Convert every line of the items below into a JSON list of strings, one string per line, leaving out blank lines and the pictures.

## start SOURCE RECORDS

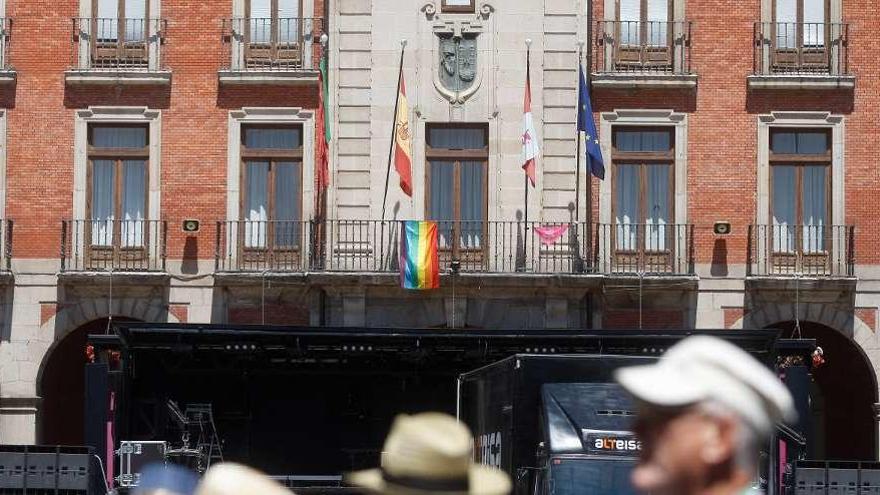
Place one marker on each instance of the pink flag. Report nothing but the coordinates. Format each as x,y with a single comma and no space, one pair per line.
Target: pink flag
551,234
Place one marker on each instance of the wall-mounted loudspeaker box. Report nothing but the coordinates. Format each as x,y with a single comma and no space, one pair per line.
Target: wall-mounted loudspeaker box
191,226
721,228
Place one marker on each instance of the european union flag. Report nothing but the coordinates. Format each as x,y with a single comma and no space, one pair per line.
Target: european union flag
586,124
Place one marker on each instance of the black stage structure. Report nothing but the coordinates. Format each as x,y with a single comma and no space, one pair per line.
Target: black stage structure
318,401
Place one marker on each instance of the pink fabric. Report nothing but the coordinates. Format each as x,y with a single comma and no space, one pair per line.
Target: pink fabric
551,234
110,440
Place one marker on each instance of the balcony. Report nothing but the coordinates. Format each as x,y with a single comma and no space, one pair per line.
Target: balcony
645,249
643,54
279,51
118,51
7,72
489,248
801,251
107,246
801,55
262,246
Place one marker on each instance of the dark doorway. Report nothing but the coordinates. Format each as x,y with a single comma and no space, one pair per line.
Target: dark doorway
62,387
844,391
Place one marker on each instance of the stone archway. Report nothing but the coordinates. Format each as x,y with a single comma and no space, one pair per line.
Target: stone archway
844,391
61,386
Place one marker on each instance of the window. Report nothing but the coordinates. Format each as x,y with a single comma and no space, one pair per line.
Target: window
801,32
274,30
643,188
462,6
643,24
117,171
121,29
457,157
272,186
800,187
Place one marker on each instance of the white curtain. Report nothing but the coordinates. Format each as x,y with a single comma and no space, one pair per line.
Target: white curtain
658,22
103,178
287,204
471,195
786,23
256,204
784,214
815,208
814,23
441,205
288,21
471,205
260,21
134,199
630,20
627,207
657,217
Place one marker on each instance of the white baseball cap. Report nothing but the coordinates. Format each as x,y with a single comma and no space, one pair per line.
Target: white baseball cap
703,368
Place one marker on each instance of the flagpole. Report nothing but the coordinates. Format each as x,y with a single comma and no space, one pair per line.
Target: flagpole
393,127
528,76
577,191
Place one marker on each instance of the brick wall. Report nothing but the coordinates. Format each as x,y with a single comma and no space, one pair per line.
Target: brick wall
194,120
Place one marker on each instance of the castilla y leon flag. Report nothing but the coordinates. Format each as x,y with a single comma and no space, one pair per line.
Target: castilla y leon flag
419,264
529,137
403,141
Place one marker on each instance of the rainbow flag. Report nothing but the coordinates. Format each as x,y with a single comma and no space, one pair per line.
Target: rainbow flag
419,266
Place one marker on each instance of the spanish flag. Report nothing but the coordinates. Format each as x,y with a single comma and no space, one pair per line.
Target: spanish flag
419,263
403,140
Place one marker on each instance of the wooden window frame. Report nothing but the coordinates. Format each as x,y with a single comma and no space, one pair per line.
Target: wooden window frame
456,156
274,50
800,161
644,53
642,160
800,56
272,156
100,254
131,51
458,9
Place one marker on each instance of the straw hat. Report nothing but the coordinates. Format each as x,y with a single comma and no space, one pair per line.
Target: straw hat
235,479
430,453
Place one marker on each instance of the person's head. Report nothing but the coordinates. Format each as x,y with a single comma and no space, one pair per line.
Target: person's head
704,410
430,453
229,478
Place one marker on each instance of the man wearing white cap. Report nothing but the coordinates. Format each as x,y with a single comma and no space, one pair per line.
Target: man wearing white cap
705,409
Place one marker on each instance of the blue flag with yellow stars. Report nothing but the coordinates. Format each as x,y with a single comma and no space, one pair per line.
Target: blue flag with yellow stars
588,127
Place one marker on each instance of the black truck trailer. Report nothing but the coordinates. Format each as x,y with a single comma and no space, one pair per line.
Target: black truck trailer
553,421
557,424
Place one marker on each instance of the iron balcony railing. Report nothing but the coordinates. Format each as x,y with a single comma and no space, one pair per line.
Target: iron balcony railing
110,44
801,48
642,47
466,247
645,249
801,251
271,44
113,245
259,245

## end SOURCE RECORDS

> THE ANSWER
[
  "Place one marker on each instance of the pink flag. Report nothing but the coordinates. Format each as x,y with a single comma and no space, one pair per line.",
  "Target: pink flag",
  "551,234",
  "Place one marker on each instance of the wall-mounted loudspeaker box. Report nothing but the coordinates. Format each as x,y with a single comma and no space, one pair per line.",
  "Target: wall-mounted loudspeaker box",
  "191,226",
  "721,228",
  "Place one marker on each instance of the european union flag. Report nothing but the coordinates. Format each as x,y with a single comma and no space, one pair per line.",
  "Target: european union flag",
  "586,124",
  "Place one marker on each instance of the black stage structure. Report nothing but the coordinates. Format each as x,y with a single comma and no space, one pair per line.",
  "Target: black stage structure",
  "318,401",
  "Place one marker on each instance of the pink fabric. Report nothing but the coordinates. Format each as x,y with a single comma and no space, one pair per line.",
  "Target: pink fabric",
  "551,234",
  "110,440",
  "Place one marker on each instance of the balcony. Report nothing but the coordinates. Format each as x,y with a single comma and no space, one pair per line.",
  "Target: balcony",
  "645,249",
  "643,54",
  "279,51",
  "118,51",
  "7,72",
  "489,248",
  "801,251",
  "107,246",
  "801,55",
  "262,246",
  "Place one marker on each instance of the dark doorway. Report nothing but the coordinates. Format each as x,y with a single comma and no space, one pair per line.",
  "Target: dark doorway",
  "62,387",
  "844,391",
  "Place one marker on each instance of the stone archway. Report nothing but the coordinates. Format each as x,y with a single comma and no space, one pair per line.",
  "Target: stone archway",
  "844,391",
  "61,386",
  "Place one marker on each instance of the window. Report nothing but the coordinates. Format each as x,y with a single comma and no space, one pair per line.",
  "Target: window",
  "801,32",
  "274,30",
  "643,188",
  "462,6",
  "643,24",
  "117,171",
  "121,29",
  "457,157",
  "272,186",
  "800,187",
  "Place one marker on each instance of the white curtain. Report nothing but the coordinates. Format each as x,y with a single comma and no space, one pair per line.",
  "Target: white curtain",
  "658,22",
  "103,178",
  "287,204",
  "471,195",
  "786,23",
  "256,204",
  "784,214",
  "815,208",
  "814,23",
  "441,205",
  "288,21",
  "471,205",
  "260,21",
  "134,199",
  "630,20",
  "627,207",
  "657,217",
  "Place one marker on each instance of the white baseball cap. Report nothing but the coordinates. Format each as x,y with a single comma and no space, one pair per line.",
  "Target: white baseball cap",
  "703,368",
  "Place one marker on each instance of the flagpole. Report nothing but the coordinates. Format each as x,y with a single comma and no space, one pair per line.",
  "Target: flagpole",
  "393,127",
  "528,76",
  "577,191",
  "Place one marker on each instance of the brick wall. Report nothing but the coordinates. Format each as x,y with a single comma and no space, one pair per line.",
  "Target: brick wall",
  "194,120",
  "Place one marker on each instance of the castilla y leon flag. Report nothing but the coordinates. Format each as x,y with a single comma and no space, one pair per line.",
  "Target: castilla y leon flag",
  "419,264",
  "529,137",
  "403,141",
  "Place one marker on each instance of the rainbow flag. Report nothing but the coordinates. Format each as x,y with a single comma and no space, one pair per line.",
  "Target: rainbow flag",
  "419,266",
  "Place one marker on each instance of the spanish flag. Report nothing but the coordinates. Format each as x,y with a single comma and no space, one pair per line.",
  "Target: spanish flag",
  "419,263",
  "403,140",
  "Place one marker on each instance of the wooden window frame. Report nothing but the coordinates. Format each as x,y with a single comma and no space, one pair per line.",
  "Target: wooden window frame",
  "456,156",
  "274,50",
  "800,161",
  "644,53",
  "642,160",
  "800,56",
  "272,156",
  "100,254",
  "131,51",
  "458,9",
  "Place one marker on each instance of the straw hat. Report nothing but the coordinates. Format each as x,y with a single comma and no space, one pair per line.",
  "Target: straw hat",
  "235,479",
  "430,453",
  "Place one marker on each instance of the person's head. Report nothing but the coordinates. Format each as x,y with a single comma and no space, one pair per line.",
  "Target: person's head",
  "704,410",
  "430,453",
  "229,478",
  "Place one marker on each instance of the man wearing white cap. Report nothing but the coordinates. Format each as x,y with a single comma and no space, one pair per line.",
  "Target: man wearing white cap",
  "705,409",
  "Place one marker on each instance of the blue flag with yellow stars. Report nothing but the coordinates. Format each as x,y with a single comma and no space, one pair per line.",
  "Target: blue flag with yellow stars",
  "588,127",
  "Place one marker on each instance of the black truck trailer. Report nothing but the coordinates. Format each as x,y with a single comma and no space, one pair per line.",
  "Target: black truck trailer",
  "553,421",
  "557,424",
  "Place one marker on each instance of the iron balcony railing. Report nothing but the coordinates. Format each as x,y with a single comma and no space, one pair per line.",
  "Target: iron balcony railing",
  "110,44",
  "801,48",
  "642,47",
  "466,247",
  "645,249",
  "801,251",
  "271,44",
  "113,245",
  "259,245"
]